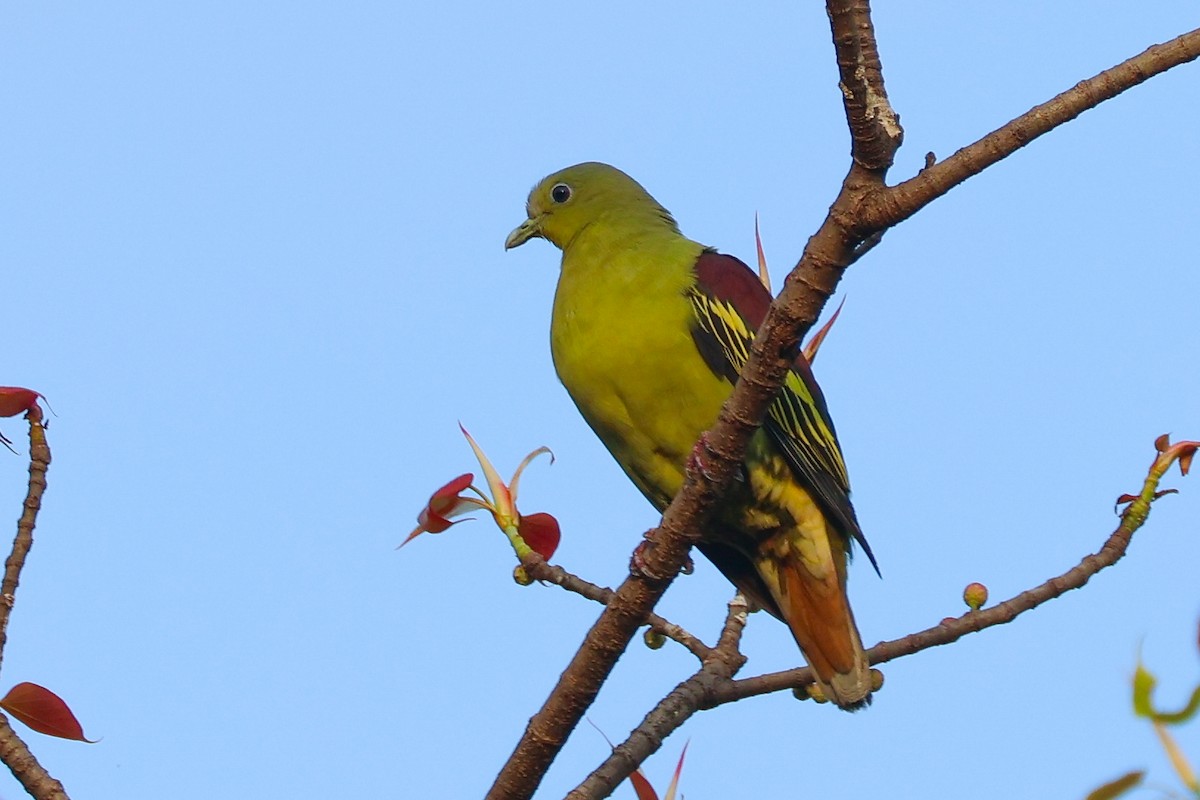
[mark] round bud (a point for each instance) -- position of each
(975, 596)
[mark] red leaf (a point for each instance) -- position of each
(642, 787)
(1186, 455)
(541, 533)
(42, 710)
(15, 400)
(433, 516)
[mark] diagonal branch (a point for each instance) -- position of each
(669, 714)
(39, 463)
(712, 687)
(13, 751)
(538, 569)
(893, 205)
(863, 208)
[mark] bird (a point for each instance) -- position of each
(649, 331)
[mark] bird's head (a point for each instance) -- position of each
(565, 203)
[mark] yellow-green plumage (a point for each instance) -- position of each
(647, 336)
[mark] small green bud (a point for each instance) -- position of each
(975, 596)
(654, 641)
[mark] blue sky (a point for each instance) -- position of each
(255, 259)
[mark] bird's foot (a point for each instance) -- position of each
(697, 461)
(637, 561)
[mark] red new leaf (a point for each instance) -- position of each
(15, 400)
(42, 710)
(541, 533)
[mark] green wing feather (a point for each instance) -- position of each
(730, 302)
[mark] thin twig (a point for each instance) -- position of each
(39, 462)
(665, 717)
(863, 208)
(540, 570)
(13, 751)
(17, 757)
(709, 689)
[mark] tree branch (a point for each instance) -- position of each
(714, 685)
(39, 463)
(892, 205)
(538, 569)
(863, 208)
(13, 751)
(17, 757)
(682, 702)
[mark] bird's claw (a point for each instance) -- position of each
(697, 462)
(637, 561)
(637, 565)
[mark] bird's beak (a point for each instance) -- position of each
(528, 229)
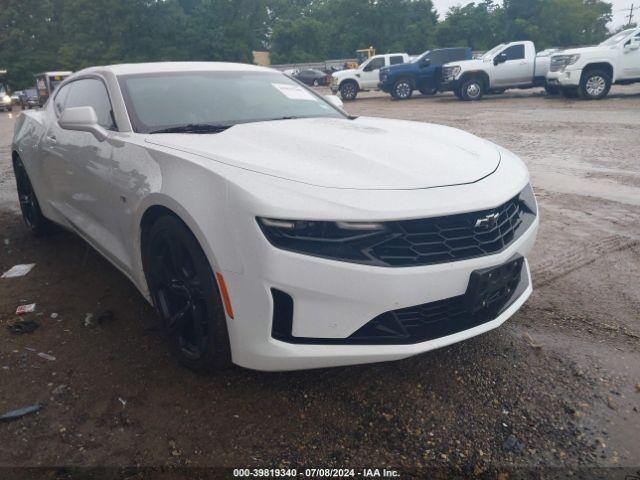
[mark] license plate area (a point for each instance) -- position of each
(491, 288)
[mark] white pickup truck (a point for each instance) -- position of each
(508, 65)
(365, 77)
(589, 72)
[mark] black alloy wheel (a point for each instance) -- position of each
(29, 206)
(185, 294)
(348, 91)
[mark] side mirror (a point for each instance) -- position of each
(501, 58)
(334, 100)
(82, 119)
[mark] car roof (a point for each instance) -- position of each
(54, 74)
(168, 67)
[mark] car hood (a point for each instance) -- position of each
(344, 73)
(400, 67)
(470, 64)
(365, 153)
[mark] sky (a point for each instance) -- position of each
(618, 16)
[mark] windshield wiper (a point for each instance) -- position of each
(194, 128)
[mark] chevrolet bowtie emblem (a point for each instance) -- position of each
(489, 222)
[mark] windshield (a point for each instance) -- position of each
(158, 101)
(421, 56)
(490, 53)
(617, 37)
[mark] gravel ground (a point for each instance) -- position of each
(557, 387)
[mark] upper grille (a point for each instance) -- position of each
(455, 237)
(408, 243)
(556, 64)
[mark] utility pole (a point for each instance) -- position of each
(630, 16)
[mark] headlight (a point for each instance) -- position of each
(565, 60)
(335, 240)
(573, 59)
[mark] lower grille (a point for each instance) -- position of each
(419, 323)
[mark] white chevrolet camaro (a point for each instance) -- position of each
(267, 226)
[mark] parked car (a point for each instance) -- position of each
(311, 76)
(510, 65)
(365, 77)
(424, 73)
(47, 82)
(15, 97)
(29, 99)
(267, 225)
(589, 72)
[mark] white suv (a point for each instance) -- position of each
(589, 72)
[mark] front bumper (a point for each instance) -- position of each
(565, 78)
(449, 86)
(334, 299)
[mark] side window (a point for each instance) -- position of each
(60, 98)
(456, 55)
(514, 52)
(91, 92)
(438, 57)
(374, 64)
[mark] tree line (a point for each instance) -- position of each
(40, 35)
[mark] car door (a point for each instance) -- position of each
(370, 73)
(84, 165)
(631, 58)
(427, 68)
(515, 70)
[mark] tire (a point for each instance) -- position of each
(37, 224)
(568, 92)
(348, 90)
(472, 89)
(402, 89)
(594, 85)
(185, 293)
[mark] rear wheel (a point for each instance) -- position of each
(594, 85)
(349, 90)
(186, 295)
(31, 213)
(472, 89)
(402, 89)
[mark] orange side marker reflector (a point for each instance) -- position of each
(225, 295)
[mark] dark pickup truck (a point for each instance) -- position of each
(424, 73)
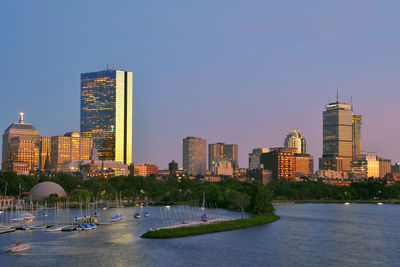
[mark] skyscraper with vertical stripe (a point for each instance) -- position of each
(106, 113)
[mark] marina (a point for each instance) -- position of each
(306, 234)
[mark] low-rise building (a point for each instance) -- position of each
(140, 169)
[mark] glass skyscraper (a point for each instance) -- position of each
(337, 137)
(356, 135)
(106, 113)
(194, 155)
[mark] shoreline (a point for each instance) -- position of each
(211, 228)
(392, 202)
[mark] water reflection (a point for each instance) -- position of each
(306, 234)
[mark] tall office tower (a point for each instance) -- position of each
(281, 161)
(356, 122)
(194, 155)
(106, 113)
(69, 147)
(337, 137)
(173, 168)
(304, 165)
(296, 140)
(231, 152)
(221, 151)
(254, 158)
(44, 152)
(25, 131)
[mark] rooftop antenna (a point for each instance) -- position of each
(351, 103)
(21, 117)
(337, 95)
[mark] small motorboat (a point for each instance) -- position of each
(5, 229)
(204, 218)
(19, 248)
(36, 227)
(17, 218)
(117, 218)
(27, 216)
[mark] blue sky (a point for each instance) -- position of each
(242, 72)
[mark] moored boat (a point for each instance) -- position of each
(19, 248)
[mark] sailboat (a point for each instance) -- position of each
(57, 227)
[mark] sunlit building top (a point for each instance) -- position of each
(295, 139)
(106, 112)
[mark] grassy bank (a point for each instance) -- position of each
(332, 201)
(212, 228)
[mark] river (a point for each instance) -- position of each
(306, 235)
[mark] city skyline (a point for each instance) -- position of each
(259, 62)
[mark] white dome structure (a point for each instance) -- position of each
(45, 189)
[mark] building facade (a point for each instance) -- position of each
(296, 140)
(385, 167)
(173, 168)
(194, 155)
(281, 161)
(223, 167)
(337, 137)
(356, 132)
(254, 157)
(44, 152)
(70, 147)
(366, 165)
(222, 151)
(140, 169)
(106, 113)
(304, 165)
(20, 145)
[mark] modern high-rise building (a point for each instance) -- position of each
(70, 147)
(304, 165)
(366, 165)
(44, 152)
(254, 157)
(194, 155)
(173, 168)
(281, 161)
(222, 151)
(106, 113)
(337, 137)
(295, 139)
(356, 122)
(20, 147)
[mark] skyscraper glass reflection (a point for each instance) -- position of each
(106, 113)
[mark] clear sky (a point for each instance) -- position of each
(242, 72)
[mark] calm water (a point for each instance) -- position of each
(306, 234)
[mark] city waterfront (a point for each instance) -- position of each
(306, 234)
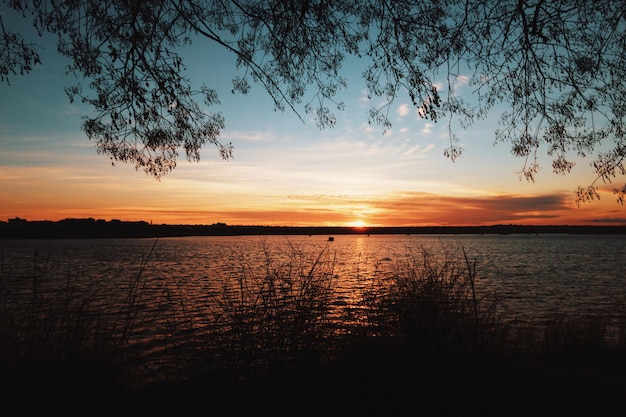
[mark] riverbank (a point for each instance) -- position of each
(361, 385)
(90, 228)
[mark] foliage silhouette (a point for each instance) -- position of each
(553, 70)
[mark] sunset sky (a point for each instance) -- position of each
(284, 172)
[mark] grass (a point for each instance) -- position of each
(418, 337)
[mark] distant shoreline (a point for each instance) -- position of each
(90, 228)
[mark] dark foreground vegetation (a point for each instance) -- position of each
(416, 339)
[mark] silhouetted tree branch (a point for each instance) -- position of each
(557, 69)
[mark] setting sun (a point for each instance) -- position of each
(357, 224)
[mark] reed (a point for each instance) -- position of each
(427, 306)
(277, 317)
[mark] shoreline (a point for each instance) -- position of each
(91, 228)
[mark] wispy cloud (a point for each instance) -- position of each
(403, 110)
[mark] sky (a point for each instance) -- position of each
(284, 171)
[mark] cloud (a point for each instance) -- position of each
(403, 110)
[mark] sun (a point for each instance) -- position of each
(357, 224)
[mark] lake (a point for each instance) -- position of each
(533, 274)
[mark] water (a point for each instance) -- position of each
(534, 274)
(176, 285)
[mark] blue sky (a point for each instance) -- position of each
(284, 172)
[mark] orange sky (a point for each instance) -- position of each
(284, 172)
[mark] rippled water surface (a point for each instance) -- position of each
(534, 274)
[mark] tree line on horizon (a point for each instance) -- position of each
(555, 67)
********************
**Task to carry out:** Please return, exactly as written, the line containing "[mark] sunset sky" and every line after it through the end of the records above, and nothing else.

**Answer to this exercise:**
[mark] sunset sky (a point for each instance) -- position of each
(284, 172)
[mark] grass (a point for each instance) -- position of each
(418, 337)
[mark] distant shoreline (a point for each instance) -- position of each
(90, 228)
[mark] dark foreground vegetation (a point for each instance) -- position of each
(416, 339)
[mark] silhouetted tree branch (a point for each instance) -- position of each
(557, 69)
[mark] setting sun (a point for each instance) -- position of each
(357, 224)
[mark] reed (a point for each instance) -- position of each
(427, 306)
(277, 317)
[mark] shoreline (a point for each instance) -- position of each
(91, 228)
[mark] wispy cloud (a point for each instance) -- position of each
(403, 110)
[mark] sky (a point for each instance) -- position of each
(284, 171)
[mark] cloud (a point for each instance) -- position of each
(403, 110)
[mark] sun (a point for each instance) -- position of each
(357, 224)
[mark] lake (a point for each instance) -- position of each
(533, 274)
[mark] water (a point for each instance) -- position of each
(534, 274)
(176, 285)
[mark] blue sky (a point for each instance) -- position of each
(284, 172)
[mark] orange sky (a point for each instance) -- position of each
(284, 172)
[mark] rippled water surface (a point for each instance) -- position of each
(534, 274)
[mark] tree line on horizon (a point for each instance) -- position of each
(555, 67)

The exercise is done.